[[ SOURCE DATA, beginning ]]
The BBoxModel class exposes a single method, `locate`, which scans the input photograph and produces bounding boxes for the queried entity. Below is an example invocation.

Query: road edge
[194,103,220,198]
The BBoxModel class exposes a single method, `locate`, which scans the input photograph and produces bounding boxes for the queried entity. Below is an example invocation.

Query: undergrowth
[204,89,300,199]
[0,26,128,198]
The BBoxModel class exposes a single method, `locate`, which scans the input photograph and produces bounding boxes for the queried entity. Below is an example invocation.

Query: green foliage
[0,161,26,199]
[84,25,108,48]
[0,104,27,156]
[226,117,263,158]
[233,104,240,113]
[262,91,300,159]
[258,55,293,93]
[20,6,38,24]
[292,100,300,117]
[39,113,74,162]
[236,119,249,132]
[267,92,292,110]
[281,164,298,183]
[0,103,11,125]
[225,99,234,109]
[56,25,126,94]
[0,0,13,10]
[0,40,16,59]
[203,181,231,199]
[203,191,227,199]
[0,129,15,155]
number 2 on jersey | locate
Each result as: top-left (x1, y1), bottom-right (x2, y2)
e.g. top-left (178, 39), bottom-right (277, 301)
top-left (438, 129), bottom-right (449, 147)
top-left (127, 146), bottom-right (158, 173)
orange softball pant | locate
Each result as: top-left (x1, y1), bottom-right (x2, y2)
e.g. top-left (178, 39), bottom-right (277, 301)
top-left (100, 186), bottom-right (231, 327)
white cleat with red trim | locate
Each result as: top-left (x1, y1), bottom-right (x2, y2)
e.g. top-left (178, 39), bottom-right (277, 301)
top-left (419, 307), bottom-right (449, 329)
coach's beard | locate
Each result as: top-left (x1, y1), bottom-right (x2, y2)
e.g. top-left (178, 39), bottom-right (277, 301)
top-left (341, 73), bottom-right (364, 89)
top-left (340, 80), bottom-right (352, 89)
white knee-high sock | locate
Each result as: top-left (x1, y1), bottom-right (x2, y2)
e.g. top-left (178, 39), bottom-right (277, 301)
[[ SOURCE DATA, end ]]
YOUR INSTRUCTIONS →
Only the data above, repeated exactly, should make up the reply.

RESPONSE TO THIS TASK →
The BBoxModel class exposes a single method, `locate`, which scans the input photograph and produces bounding boxes for the queried entity. Below is an example invocation.

Query: road edge
[194,103,220,198]
The BBoxModel class exposes a single method, `locate`, which scans the input photograph and produces bounding boxes for the queried entity. Below is an example invocation.

Query: undergrowth
[204,89,300,199]
[0,26,128,198]
The BBoxModel class exposes a single method, `locate`, which scans the input photograph and produces bounding boxes for the queried entity. Below is an example invocation.

Query: green foliage
[0,161,26,199]
[84,25,108,48]
[0,104,27,156]
[226,117,263,158]
[233,104,240,113]
[262,91,300,159]
[258,55,293,93]
[20,6,38,24]
[292,100,300,117]
[39,113,74,162]
[236,119,249,132]
[267,92,292,110]
[281,164,298,183]
[0,103,11,125]
[225,99,234,109]
[56,25,126,94]
[0,0,13,10]
[0,40,16,59]
[203,181,231,199]
[203,191,227,199]
[0,129,15,155]
number 2 on jersey | locate
Each result as: top-left (x1, y1), bottom-right (x2, y2)
e.g. top-left (178, 39), bottom-right (277, 301)
top-left (438, 129), bottom-right (449, 147)
top-left (127, 146), bottom-right (158, 173)
orange softball pant | locate
Each result as: top-left (x1, y1), bottom-right (x2, y2)
e.g. top-left (178, 39), bottom-right (277, 301)
top-left (100, 186), bottom-right (231, 327)
white cleat with red trim | locate
Each result as: top-left (x1, y1), bottom-right (x2, y2)
e.g. top-left (178, 39), bottom-right (277, 301)
top-left (419, 307), bottom-right (449, 329)
coach's beard | locate
Each result as: top-left (x1, y1), bottom-right (x2, y2)
e.g. top-left (178, 39), bottom-right (277, 301)
top-left (341, 73), bottom-right (364, 89)
top-left (340, 80), bottom-right (352, 89)
white knee-high sock | locate
Each result as: top-left (x1, y1), bottom-right (x2, y2)
e.g. top-left (178, 39), bottom-right (277, 301)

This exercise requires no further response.